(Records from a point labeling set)
-- Begin --

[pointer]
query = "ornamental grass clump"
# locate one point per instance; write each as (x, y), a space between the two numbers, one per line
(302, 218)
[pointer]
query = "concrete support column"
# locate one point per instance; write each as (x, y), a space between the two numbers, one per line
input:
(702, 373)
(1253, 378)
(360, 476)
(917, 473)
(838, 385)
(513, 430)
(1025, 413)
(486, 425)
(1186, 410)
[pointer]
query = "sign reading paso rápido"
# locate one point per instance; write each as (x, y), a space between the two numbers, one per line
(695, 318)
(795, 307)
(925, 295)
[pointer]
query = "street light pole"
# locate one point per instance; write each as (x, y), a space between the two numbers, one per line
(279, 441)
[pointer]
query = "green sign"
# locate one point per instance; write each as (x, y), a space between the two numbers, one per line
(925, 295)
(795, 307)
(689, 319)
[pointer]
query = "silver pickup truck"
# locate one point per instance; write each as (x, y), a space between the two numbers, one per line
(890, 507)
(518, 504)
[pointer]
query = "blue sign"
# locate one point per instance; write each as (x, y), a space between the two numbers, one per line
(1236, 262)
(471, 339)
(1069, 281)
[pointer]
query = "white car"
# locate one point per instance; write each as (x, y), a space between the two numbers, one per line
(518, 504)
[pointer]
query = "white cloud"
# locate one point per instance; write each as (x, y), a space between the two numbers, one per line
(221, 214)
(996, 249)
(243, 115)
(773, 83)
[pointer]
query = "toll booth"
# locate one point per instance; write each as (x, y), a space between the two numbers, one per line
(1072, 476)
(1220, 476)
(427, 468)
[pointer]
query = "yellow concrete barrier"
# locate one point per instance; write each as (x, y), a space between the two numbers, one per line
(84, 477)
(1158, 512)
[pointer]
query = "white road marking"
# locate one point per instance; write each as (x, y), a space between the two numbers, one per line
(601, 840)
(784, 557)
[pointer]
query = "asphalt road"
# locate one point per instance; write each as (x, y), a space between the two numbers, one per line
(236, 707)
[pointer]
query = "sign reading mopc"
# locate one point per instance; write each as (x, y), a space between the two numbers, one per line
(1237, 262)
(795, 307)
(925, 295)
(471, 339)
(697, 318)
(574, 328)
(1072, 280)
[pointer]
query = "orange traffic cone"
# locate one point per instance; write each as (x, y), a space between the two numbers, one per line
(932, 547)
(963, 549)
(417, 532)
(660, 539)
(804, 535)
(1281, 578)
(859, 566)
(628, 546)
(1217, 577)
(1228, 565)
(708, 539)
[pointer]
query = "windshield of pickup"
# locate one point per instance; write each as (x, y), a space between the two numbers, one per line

-- End --

What to work on:
Here, the records must be output exactly and in full.

In response:
[pointer]
query = "ornamental grass clump"
# locate one point per instance; write each as (x, y), a space between the two numbers, one per line
(302, 218)
[pointer]
query = "concrete support column"
# locate one point per instance; write each as (x, y), a space between the two numbers, one per line
input:
(702, 373)
(1253, 378)
(360, 476)
(917, 473)
(838, 385)
(513, 430)
(1025, 413)
(486, 425)
(1186, 410)
[pointer]
query = "sign reading paso rápido"
# locate one point per instance; write each as (x, y), a space between the two numbers, one per line
(695, 318)
(795, 307)
(925, 295)
[pointer]
query = "street light pole"
# locate one point per instance; write each as (x, y), a space between the two numbers, one per line
(279, 441)
[pointer]
query = "green sign"
# locate one point per instance; write each as (x, y), a space between the two numbers, one per line
(925, 295)
(795, 307)
(689, 319)
[pointer]
query = "silver pickup truck"
# locate one point per instance; write each as (x, y), a space between the two numbers, one per line
(890, 507)
(518, 504)
[pointer]
query = "blue sign"
# locate one point per instance; write each as (x, y), a space between the two numbers, one per line
(1236, 262)
(471, 339)
(1069, 281)
[pointer]
query = "white car"
# locate one point per instance; write each as (x, y), a space between the two numbers, one per line
(518, 504)
[pointer]
query = "white cloud"
# locate one point per instance; write each as (x, y), a space between the two numbers, one per line
(221, 214)
(996, 249)
(243, 115)
(773, 83)
[pointer]
query = "toll booth"
# locate one point per instance; write each as (x, y), a space between the two numbers, one per line
(1072, 476)
(1220, 476)
(427, 468)
[pointer]
query = "yellow concrete barrier"
# locate one point per instance; write each as (x, y), a space between the two numbers, one per line
(84, 477)
(1158, 512)
[pointer]
query = "white road marking"
# locate one point per instance; write each as (x, y), a space between the two numbers, one per line
(601, 840)
(784, 557)
[pointer]
query = "asphalt road"
# locate one point per instance; write each as (x, y), a space between the two numbers, one per line
(236, 707)
[pointer]
query = "sign reading mopc"
# locate one point per instance; write each as (x, y), a space between the two numbers, one per line
(1237, 262)
(795, 307)
(925, 295)
(471, 339)
(697, 318)
(574, 328)
(1072, 280)
[pointer]
query = "orange traffic cone"
# locate one point per instance; write each as (x, y), a space between the two numbers, one per line
(932, 547)
(963, 549)
(417, 532)
(660, 539)
(804, 535)
(1281, 578)
(859, 566)
(628, 546)
(1217, 577)
(1228, 565)
(708, 539)
[pointer]
query = "windshield of pickup"
# locate one point per instance; write each as (x, y), a space between the two numbers, one per line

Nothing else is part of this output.